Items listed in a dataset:
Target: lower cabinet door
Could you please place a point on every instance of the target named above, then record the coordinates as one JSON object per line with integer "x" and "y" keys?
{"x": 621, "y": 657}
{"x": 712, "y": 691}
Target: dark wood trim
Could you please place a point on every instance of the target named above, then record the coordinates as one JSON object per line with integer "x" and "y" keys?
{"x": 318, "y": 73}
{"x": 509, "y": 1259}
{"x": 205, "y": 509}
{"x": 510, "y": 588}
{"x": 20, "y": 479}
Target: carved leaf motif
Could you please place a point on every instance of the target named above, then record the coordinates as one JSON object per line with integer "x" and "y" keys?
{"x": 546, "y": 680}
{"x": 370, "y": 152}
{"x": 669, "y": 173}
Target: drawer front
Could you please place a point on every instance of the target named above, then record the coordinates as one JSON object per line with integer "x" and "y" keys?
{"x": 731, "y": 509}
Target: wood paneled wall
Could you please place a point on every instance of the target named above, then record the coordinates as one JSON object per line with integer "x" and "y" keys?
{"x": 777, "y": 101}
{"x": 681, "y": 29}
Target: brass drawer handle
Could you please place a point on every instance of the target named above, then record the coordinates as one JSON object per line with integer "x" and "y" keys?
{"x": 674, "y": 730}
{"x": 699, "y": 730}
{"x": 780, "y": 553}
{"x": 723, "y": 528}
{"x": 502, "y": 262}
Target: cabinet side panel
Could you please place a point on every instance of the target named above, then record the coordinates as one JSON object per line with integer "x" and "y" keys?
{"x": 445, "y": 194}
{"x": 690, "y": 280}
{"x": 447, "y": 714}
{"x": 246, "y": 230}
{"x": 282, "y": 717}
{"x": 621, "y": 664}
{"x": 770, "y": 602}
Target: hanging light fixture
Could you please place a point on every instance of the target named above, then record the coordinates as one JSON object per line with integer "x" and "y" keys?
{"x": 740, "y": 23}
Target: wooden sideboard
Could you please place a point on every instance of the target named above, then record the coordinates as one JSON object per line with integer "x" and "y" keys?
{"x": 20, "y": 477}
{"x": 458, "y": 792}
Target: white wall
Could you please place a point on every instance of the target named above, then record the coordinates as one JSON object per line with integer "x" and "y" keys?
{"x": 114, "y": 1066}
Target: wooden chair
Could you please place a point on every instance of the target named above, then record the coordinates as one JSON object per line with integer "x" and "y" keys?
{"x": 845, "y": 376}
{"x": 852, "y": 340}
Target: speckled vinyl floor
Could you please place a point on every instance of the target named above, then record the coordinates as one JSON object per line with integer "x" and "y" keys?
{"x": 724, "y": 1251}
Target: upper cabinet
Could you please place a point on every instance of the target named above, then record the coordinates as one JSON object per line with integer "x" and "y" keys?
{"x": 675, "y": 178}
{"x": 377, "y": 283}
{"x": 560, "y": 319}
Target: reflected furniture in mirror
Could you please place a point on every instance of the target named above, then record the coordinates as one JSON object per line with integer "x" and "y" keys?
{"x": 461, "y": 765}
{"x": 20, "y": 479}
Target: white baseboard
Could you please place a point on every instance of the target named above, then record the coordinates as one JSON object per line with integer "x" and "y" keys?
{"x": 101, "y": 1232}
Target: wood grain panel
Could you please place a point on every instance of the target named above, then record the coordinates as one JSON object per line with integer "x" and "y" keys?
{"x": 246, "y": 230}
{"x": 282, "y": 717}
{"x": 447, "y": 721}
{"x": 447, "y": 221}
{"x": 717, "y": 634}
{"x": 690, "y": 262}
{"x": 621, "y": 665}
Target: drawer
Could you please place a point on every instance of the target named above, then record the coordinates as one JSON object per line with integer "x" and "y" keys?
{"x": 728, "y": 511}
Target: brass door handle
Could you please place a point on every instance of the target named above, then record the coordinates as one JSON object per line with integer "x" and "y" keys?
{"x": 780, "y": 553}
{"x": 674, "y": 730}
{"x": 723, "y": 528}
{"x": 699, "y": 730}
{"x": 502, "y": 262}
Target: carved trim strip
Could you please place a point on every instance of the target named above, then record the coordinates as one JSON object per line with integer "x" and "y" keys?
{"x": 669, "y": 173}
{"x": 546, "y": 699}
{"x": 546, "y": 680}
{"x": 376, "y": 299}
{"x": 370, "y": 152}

- _Exercise_
Output all of the lines above as a numbered list, leaving out any blank lines.

- _Reply_
1. Target: lower cabinet door
2. Could you please place a point on every instance of the target named above, then record the coordinates as one JSON object per line with integer "x" and "y" keys?
3. {"x": 621, "y": 657}
4. {"x": 712, "y": 691}
5. Target: dark wood trim
6. Could you please place a point on every instance of the target named above, then record the coordinates as one JSON object per line with integer "x" and "y" keys?
7. {"x": 318, "y": 73}
8. {"x": 509, "y": 1259}
9. {"x": 205, "y": 509}
10. {"x": 510, "y": 588}
11. {"x": 20, "y": 479}
12. Target: carved leaf motif
13. Could you please place a point on every instance of the target named above, then record the coordinates as one JSON object per line with integer "x" and "y" keys?
14. {"x": 546, "y": 680}
15. {"x": 370, "y": 152}
16. {"x": 669, "y": 173}
17. Target: drawer front
18. Could you please place a point on every instance of the target named above, then record the coordinates as one JSON object per line with integer "x" and "y" keys?
19. {"x": 731, "y": 509}
20. Target: wood paneled wall
21. Could you please place a point on every instance of the target named above, then record the coordinates as one JSON object per line with integer "x" and "y" keys?
22. {"x": 777, "y": 101}
23. {"x": 681, "y": 29}
24. Target: brass drawer handle
25. Could you please place a point on every instance of the target named above, then record the coordinates as one JSON object per line with integer "x" and "y" keys?
26. {"x": 674, "y": 730}
27. {"x": 699, "y": 730}
28. {"x": 780, "y": 553}
29. {"x": 723, "y": 528}
30. {"x": 502, "y": 262}
31. Target: cabinet side panel
32. Could you please place a point on every instance of the target named above, then record the coordinates as one JSON object per line with integer "x" and "y" keys?
33. {"x": 445, "y": 194}
34. {"x": 690, "y": 280}
35. {"x": 447, "y": 714}
36. {"x": 246, "y": 230}
37. {"x": 282, "y": 717}
38. {"x": 621, "y": 664}
39. {"x": 770, "y": 602}
40. Target: hanging light fixture
41. Could you please place a point on every instance of the target named above, then record the coordinates as one JSON object per line with integer "x" and "y" keys?
42. {"x": 740, "y": 23}
43. Target: wooden sideboard
44. Could you please place a point on every instance of the target named above, then record the coordinates as one JSON object per line with integer "x" and "y" keys?
45. {"x": 20, "y": 477}
46. {"x": 458, "y": 792}
47. Target: white wall
48. Could you please place a point on every instance of the target named above, then record the coordinates as one JSON object per line with integer "x" and "y" keys?
49. {"x": 114, "y": 1066}
50. Target: wooden chair
51. Could you please place a point on every instance of the target named above, then record the coordinates as one JSON object per line with integer "x" and "y" keys?
52. {"x": 845, "y": 376}
53. {"x": 852, "y": 340}
54. Target: speckled vinyl floor
55. Could you please place a point on every instance of the target named above, then record the coordinates as one JSON object per line with integer "x" and "y" keys?
56. {"x": 724, "y": 1251}
57. Target: upper cabinet
58. Could you please place a point on every instance of the target named above, then record the coordinates as one JSON object per line with integer "x" and "y" keys?
59. {"x": 675, "y": 178}
60. {"x": 377, "y": 283}
61. {"x": 560, "y": 319}
62. Target: reflected furniture in mirror
63. Could you please place a point on every instance of the target named above, then record the coordinates as one JSON object per line with integer "x" and "y" keys?
64. {"x": 461, "y": 765}
65. {"x": 20, "y": 479}
66. Target: white baseboard
67. Could you please place a point on every instance of the target named above, then record the coordinates as one JSON object per line with integer "x" and "y" keys?
68. {"x": 101, "y": 1232}
69. Target: wood grain panel
70. Could you please place a point on every instance of the target named above, then record the coordinates as one JSON object per line with integer "x" and "y" keys?
71. {"x": 246, "y": 230}
72. {"x": 282, "y": 717}
73. {"x": 447, "y": 721}
74. {"x": 447, "y": 221}
75. {"x": 717, "y": 634}
76. {"x": 690, "y": 262}
77. {"x": 621, "y": 665}
78. Target: drawer
79. Could you please place a point on every instance of the target named above, then record the coordinates as one JSON object per line with integer "x" and "y" keys?
80. {"x": 728, "y": 511}
81. Target: brass door handle
82. Could you please place a point on every instance of the target named above, then record the coordinates as one JSON object per line with integer "x" and "y" keys?
83. {"x": 780, "y": 553}
84. {"x": 674, "y": 730}
85. {"x": 723, "y": 528}
86. {"x": 699, "y": 730}
87. {"x": 502, "y": 262}
88. Target: carved trim strip
89. Could you please place a point on every instance of the target named above, then record the coordinates as one JSON object per line with integer "x" and "y" keys?
90. {"x": 669, "y": 173}
91. {"x": 546, "y": 699}
92. {"x": 546, "y": 680}
93. {"x": 376, "y": 299}
94. {"x": 370, "y": 152}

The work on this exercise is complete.